[Dataset entries]
-------

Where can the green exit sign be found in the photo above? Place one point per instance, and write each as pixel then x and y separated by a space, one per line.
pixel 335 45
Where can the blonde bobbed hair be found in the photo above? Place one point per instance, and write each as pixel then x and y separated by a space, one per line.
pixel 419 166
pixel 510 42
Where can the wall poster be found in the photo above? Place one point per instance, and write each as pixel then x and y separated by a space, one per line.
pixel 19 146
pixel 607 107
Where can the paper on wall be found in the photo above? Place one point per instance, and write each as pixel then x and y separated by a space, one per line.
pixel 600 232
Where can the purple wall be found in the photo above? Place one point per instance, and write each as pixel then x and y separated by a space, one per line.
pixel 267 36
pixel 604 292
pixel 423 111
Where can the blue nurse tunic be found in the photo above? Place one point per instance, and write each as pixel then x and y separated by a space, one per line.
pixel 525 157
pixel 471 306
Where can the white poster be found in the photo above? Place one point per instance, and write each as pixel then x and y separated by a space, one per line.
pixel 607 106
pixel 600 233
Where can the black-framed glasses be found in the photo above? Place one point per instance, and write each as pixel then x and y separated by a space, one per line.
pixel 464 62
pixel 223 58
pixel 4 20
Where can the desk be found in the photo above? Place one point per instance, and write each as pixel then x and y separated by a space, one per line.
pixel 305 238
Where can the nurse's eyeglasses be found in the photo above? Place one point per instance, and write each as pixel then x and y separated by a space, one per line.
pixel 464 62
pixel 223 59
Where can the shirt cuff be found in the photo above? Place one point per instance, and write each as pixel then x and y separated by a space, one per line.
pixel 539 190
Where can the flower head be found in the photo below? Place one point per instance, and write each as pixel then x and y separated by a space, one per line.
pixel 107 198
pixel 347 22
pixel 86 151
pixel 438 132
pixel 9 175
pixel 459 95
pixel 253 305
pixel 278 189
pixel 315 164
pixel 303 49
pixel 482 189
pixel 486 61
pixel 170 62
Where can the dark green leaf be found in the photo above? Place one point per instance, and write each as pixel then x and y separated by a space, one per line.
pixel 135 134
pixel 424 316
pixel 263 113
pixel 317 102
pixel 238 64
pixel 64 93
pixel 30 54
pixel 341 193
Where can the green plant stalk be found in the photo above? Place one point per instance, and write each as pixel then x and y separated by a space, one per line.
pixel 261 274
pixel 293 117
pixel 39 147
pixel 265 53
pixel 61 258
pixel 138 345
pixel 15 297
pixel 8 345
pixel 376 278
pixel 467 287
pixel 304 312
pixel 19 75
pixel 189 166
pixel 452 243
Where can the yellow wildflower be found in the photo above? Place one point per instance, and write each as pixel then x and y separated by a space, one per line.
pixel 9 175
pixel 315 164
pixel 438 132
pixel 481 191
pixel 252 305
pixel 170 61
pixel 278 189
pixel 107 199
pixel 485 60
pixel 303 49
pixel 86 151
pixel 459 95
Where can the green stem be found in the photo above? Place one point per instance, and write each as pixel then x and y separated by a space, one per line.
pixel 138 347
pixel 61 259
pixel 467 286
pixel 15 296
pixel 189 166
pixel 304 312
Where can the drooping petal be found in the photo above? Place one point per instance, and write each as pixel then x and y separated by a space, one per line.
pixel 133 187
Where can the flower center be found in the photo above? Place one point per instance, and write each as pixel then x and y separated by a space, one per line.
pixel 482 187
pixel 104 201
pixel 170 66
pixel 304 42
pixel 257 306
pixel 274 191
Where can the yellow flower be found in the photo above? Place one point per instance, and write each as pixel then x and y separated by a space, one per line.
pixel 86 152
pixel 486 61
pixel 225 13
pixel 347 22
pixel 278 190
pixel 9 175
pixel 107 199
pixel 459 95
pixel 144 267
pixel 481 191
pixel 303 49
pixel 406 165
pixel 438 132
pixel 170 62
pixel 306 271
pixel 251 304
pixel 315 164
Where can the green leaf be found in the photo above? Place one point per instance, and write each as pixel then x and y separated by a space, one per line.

-------

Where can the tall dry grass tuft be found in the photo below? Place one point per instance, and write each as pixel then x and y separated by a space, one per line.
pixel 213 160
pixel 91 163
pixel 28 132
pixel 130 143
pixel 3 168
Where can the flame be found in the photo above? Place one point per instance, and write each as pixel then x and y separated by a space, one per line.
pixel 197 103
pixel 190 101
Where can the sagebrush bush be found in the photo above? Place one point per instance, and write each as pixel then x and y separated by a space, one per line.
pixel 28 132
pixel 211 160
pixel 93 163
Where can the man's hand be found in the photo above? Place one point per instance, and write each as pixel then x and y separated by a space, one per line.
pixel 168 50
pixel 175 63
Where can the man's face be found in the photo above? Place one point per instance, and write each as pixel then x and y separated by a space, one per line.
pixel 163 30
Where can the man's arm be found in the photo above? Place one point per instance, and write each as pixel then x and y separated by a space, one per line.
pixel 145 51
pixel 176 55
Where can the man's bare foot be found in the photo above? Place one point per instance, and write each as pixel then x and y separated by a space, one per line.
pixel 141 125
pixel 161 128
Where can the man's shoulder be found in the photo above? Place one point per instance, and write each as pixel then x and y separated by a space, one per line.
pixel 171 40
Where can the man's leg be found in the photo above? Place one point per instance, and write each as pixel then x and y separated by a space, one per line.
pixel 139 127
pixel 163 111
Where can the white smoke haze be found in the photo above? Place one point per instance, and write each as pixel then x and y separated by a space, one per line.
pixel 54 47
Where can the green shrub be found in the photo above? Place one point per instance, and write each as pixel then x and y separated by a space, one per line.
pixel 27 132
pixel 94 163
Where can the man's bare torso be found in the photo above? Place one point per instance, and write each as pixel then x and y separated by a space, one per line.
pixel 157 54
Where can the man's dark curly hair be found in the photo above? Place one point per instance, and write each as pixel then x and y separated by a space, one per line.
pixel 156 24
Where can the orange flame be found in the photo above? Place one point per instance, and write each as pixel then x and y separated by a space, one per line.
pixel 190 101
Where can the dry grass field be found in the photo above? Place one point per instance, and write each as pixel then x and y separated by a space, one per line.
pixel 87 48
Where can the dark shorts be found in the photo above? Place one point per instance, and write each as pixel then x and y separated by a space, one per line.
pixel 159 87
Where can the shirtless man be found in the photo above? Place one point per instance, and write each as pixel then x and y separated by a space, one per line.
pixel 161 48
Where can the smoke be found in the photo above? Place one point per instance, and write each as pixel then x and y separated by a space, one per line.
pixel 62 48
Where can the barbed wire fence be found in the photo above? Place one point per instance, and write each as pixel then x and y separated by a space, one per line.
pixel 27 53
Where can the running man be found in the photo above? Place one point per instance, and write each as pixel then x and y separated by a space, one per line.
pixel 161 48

-------

▶ [ACTIVITY]
Could you write out, exactly as they stand, only the lines above that begin at the line with "Where can the drooping" and stop after the line with "Where can the green leaf"?

▶ [EXERCISE OUTPUT]
Where can the drooping petal be found in the photo above? Place one point per instance, and write each as pixel then x and y separated by a space, one per line.
pixel 133 187
Where can the flower center be found in the photo above? Place one point per instance, and write each as pixel then x and y separated by a space, one per line.
pixel 482 187
pixel 104 201
pixel 170 66
pixel 304 42
pixel 257 306
pixel 274 191
Where can the yellow flower be found in the photo above? Place one point per instance, and write each as pixel then x and y separated by a space, one per line.
pixel 86 152
pixel 486 61
pixel 225 13
pixel 347 22
pixel 278 190
pixel 9 175
pixel 107 199
pixel 459 95
pixel 144 267
pixel 481 191
pixel 303 49
pixel 406 165
pixel 438 132
pixel 170 62
pixel 306 271
pixel 251 304
pixel 315 164
Where can the green leaf be found in the photo above? Place one point per instance, and write each as pixel then x and y separated by a space, one per line.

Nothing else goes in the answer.